**Brief**
Check which lines of the entries that follow hold "black", then give the number of those lines and nothing more.

**Extracted entries**

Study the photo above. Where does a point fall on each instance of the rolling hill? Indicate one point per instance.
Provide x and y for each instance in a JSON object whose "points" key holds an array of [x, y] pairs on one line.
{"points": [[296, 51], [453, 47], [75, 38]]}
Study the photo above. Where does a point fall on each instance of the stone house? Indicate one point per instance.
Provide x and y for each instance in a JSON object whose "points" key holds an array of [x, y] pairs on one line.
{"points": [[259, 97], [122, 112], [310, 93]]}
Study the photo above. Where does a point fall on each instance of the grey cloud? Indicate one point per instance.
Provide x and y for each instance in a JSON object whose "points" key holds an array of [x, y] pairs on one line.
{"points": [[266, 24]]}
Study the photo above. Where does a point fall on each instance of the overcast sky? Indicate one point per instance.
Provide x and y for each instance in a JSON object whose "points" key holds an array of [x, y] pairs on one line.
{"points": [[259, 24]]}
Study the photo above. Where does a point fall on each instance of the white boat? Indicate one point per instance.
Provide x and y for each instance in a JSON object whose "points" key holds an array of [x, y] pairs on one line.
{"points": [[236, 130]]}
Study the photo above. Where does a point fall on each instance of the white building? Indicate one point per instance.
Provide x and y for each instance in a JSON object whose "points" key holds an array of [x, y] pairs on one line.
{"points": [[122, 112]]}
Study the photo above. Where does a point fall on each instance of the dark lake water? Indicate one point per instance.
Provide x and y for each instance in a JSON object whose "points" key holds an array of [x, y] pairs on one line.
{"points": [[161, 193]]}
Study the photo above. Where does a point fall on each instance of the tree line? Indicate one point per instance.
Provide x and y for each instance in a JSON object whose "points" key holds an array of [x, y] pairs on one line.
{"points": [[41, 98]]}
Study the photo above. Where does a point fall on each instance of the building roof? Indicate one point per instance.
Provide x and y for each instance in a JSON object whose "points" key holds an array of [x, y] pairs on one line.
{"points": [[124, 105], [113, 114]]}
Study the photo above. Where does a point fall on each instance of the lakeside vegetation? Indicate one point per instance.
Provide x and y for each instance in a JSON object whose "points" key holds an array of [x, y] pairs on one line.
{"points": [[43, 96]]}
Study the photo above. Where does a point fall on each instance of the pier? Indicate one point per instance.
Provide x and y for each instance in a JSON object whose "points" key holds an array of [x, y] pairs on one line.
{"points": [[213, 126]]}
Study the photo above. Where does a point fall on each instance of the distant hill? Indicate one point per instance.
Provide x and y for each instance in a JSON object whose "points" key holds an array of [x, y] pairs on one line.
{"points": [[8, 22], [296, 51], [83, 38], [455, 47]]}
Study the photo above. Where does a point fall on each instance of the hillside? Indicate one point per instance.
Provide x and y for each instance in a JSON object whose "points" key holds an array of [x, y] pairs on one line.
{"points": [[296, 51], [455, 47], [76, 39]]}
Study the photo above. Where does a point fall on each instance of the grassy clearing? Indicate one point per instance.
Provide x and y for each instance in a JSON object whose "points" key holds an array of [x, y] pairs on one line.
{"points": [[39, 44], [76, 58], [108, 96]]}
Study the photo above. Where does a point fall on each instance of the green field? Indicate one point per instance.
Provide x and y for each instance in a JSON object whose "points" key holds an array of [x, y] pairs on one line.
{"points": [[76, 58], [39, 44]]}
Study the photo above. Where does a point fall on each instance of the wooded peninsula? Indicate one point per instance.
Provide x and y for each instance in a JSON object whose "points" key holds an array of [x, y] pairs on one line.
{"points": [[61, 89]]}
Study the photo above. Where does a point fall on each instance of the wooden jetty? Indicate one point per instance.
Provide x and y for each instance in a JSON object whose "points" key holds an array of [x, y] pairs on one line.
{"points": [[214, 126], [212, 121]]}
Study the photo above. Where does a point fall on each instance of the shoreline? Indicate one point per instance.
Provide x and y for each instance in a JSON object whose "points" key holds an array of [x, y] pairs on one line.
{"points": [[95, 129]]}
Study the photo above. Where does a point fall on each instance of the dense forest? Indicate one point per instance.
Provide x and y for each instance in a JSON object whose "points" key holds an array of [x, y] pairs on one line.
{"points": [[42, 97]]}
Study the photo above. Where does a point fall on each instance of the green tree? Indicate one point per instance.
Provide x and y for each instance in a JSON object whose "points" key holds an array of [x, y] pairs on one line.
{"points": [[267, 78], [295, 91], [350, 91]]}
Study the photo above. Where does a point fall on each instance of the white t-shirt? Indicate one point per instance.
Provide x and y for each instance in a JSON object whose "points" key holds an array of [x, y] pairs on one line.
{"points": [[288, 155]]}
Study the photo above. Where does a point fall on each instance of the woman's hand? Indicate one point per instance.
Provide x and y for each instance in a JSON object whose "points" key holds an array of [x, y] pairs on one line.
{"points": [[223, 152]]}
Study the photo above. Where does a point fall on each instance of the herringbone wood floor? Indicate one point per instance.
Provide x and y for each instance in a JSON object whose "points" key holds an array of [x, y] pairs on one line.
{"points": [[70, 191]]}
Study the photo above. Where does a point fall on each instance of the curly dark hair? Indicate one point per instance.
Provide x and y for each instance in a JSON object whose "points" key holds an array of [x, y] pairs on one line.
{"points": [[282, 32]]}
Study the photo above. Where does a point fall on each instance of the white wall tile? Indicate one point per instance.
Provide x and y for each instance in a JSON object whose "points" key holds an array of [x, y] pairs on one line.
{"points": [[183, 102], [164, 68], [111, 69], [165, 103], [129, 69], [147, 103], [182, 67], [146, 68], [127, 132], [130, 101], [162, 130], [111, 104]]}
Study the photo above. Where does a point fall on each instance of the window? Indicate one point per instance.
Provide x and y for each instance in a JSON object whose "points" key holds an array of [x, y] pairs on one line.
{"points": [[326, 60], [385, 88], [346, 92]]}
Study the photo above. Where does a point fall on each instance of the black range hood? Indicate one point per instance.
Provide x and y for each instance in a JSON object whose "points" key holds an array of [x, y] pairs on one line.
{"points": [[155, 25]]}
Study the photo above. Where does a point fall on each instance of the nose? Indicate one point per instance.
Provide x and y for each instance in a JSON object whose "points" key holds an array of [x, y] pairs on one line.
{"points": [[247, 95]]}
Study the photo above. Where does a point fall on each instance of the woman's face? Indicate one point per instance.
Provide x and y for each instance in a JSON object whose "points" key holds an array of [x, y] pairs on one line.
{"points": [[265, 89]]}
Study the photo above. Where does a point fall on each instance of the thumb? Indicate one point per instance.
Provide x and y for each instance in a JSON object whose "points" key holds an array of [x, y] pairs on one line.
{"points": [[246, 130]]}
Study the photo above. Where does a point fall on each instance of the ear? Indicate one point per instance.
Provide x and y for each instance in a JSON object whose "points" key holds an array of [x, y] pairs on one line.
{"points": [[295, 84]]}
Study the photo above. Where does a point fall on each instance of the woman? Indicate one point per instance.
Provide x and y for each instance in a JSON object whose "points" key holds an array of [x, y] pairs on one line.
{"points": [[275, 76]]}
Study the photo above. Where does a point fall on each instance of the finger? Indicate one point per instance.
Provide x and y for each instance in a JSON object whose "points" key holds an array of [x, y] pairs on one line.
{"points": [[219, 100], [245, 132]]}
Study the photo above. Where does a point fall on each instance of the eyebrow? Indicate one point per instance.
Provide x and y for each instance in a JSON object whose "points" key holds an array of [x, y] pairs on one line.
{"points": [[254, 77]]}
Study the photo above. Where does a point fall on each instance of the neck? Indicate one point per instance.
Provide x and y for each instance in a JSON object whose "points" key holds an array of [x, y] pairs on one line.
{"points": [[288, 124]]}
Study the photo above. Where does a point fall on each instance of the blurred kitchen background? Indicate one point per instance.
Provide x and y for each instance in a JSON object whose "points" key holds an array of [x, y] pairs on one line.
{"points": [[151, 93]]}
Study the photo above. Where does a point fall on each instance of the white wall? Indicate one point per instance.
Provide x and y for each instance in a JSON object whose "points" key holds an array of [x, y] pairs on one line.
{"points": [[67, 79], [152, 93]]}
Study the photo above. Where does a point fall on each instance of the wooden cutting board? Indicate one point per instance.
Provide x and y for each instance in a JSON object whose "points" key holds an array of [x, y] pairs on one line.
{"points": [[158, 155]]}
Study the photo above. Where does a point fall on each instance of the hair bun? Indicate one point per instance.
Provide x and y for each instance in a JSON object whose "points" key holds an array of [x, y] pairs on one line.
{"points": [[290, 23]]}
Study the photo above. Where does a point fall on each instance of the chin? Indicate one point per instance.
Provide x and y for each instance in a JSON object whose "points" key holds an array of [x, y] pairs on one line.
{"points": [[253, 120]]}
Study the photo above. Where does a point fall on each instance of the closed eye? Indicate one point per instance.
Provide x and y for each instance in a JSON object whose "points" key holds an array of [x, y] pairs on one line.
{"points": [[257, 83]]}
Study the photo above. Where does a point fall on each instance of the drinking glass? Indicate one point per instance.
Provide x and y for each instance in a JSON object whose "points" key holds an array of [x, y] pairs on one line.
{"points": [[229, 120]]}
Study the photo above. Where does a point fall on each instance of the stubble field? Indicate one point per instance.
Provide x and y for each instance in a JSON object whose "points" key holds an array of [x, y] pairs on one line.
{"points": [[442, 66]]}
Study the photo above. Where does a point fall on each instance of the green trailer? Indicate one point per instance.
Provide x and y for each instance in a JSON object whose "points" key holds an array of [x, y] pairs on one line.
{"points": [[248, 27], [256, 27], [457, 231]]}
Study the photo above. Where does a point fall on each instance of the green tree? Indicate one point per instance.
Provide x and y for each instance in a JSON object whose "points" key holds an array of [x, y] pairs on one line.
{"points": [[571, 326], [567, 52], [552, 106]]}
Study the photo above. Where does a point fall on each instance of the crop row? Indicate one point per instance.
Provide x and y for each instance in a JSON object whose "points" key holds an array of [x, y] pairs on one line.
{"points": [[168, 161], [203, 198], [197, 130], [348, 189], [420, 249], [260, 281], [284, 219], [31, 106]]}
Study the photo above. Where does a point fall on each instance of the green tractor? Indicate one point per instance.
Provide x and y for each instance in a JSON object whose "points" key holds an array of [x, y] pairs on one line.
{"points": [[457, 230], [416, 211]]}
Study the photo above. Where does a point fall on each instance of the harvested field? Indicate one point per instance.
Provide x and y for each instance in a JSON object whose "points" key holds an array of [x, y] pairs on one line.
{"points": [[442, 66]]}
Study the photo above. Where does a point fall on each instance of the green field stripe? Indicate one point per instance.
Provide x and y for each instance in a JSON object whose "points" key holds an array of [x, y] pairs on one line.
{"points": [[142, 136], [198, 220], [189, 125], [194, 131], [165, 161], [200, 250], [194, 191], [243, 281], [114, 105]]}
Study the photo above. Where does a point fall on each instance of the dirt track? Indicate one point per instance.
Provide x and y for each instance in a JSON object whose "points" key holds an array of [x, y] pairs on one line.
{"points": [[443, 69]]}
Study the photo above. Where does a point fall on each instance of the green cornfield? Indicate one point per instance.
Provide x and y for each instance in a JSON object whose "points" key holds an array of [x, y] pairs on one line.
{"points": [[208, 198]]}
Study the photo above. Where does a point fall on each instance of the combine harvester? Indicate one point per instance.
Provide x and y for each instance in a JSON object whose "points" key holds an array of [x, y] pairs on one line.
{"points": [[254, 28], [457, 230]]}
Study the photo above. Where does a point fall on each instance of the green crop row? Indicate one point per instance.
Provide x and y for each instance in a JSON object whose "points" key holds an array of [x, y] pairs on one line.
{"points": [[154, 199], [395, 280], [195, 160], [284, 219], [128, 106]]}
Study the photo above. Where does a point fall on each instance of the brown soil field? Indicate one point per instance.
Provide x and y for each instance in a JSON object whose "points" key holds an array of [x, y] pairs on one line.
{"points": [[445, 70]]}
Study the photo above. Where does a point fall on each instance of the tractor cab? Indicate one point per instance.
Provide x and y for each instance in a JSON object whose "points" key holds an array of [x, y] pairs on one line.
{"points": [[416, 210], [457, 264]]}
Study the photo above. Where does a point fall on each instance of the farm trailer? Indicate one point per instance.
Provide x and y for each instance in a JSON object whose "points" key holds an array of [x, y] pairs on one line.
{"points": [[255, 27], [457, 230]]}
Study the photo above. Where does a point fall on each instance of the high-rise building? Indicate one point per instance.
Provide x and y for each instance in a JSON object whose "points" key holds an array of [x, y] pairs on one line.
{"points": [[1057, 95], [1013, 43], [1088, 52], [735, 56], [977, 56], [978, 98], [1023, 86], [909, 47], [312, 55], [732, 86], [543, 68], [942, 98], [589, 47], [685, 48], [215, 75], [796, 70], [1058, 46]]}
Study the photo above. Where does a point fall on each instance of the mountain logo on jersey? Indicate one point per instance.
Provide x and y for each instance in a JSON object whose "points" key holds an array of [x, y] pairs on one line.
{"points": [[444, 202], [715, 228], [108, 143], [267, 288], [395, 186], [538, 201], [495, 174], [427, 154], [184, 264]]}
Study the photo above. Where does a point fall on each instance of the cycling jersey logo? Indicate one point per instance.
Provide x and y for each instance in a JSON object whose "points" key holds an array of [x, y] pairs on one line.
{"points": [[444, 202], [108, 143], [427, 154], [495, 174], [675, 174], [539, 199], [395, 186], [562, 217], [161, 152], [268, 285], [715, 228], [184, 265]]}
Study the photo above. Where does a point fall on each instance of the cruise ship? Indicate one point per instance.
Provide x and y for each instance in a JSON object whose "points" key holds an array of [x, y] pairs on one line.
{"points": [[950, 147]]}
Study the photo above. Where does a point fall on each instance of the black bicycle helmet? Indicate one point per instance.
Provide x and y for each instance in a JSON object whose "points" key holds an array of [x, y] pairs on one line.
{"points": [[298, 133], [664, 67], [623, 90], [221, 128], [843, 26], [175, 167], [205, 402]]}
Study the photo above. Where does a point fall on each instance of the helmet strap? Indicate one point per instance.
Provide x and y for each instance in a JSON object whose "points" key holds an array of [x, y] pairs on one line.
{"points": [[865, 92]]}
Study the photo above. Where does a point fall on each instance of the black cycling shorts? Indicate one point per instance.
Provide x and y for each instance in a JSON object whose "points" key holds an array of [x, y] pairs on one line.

**Solution to this exercise**
3